● What the exercise asks: Please write out exactly the lines of the data below from the line holding "find white ball" through the line holding "find nose |", and leave out the rest.

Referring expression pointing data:
****************************************
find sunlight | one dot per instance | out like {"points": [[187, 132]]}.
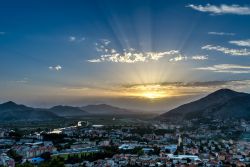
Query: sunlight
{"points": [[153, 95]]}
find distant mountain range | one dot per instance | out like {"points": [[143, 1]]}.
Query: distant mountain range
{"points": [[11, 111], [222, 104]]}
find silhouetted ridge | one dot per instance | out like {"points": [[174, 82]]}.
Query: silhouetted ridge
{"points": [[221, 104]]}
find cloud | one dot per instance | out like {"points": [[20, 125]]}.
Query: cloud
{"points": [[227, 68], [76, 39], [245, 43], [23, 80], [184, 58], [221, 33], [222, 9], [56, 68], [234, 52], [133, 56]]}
****************************************
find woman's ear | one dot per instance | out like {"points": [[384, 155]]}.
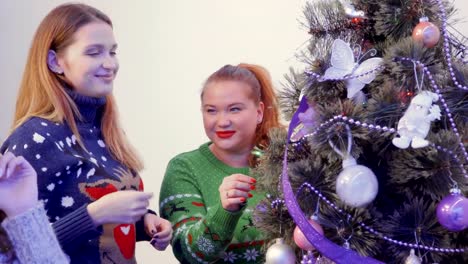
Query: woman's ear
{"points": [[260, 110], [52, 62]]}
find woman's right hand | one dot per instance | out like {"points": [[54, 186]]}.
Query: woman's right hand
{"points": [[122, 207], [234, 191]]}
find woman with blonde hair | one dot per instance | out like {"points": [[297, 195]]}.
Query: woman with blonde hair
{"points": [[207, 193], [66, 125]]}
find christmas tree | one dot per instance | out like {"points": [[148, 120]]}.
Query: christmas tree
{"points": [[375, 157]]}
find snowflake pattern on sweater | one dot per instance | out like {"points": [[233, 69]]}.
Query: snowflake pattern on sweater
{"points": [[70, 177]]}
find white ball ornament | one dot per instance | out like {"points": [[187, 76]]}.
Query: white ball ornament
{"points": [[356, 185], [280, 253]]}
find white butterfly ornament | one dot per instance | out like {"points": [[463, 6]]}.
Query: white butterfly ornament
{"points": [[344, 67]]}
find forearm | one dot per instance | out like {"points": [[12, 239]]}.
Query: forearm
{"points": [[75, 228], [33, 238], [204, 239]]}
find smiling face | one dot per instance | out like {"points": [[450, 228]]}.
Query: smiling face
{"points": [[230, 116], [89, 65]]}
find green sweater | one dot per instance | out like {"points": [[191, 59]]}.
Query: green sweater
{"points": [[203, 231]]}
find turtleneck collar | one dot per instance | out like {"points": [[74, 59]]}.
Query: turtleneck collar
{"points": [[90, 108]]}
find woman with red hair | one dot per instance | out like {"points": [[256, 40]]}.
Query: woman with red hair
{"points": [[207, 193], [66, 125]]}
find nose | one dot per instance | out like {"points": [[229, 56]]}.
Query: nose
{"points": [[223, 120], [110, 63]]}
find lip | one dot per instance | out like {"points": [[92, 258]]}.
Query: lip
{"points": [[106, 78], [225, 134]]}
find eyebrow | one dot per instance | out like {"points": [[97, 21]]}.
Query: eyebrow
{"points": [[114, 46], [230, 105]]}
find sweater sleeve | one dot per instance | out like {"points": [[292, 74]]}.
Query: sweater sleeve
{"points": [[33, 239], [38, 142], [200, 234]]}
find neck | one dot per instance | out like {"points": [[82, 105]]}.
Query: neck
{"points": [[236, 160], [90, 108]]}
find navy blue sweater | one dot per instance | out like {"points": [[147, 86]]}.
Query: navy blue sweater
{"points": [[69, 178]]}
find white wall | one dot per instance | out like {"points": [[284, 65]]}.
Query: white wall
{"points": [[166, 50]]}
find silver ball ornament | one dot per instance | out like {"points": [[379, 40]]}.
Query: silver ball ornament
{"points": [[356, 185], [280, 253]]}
****************************************
● Output of the exercise:
find white ball ornament | one dot per instance | out like {"points": [[187, 76]]}.
Query: white ball ornament
{"points": [[356, 185], [280, 253]]}
find white butterfly ornament | one dot per instance | out like {"points": [[463, 6]]}.
Query: white butterfly ornament
{"points": [[344, 67]]}
find forearm | one dot per instance | out like {"points": [[12, 239]]}.
Query: forearm
{"points": [[75, 228], [33, 238], [204, 239]]}
find smiling face | one dot per instance | out like {"points": [[450, 228]]}.
Query: smiling face
{"points": [[230, 116], [89, 65]]}
find green sweater | one dot per instance | out like {"points": [[191, 59]]}.
Query: green sweater
{"points": [[203, 231]]}
find turtleneck collar | one dot per instance | out like {"points": [[74, 59]]}.
Query: turtleneck collar
{"points": [[90, 108]]}
find woman with red hair | one dot per instance | out like {"points": [[256, 40]]}.
Query: woman with red hair
{"points": [[207, 193], [66, 125]]}
find nose | one dot per instance | out like {"points": [[229, 56]]}.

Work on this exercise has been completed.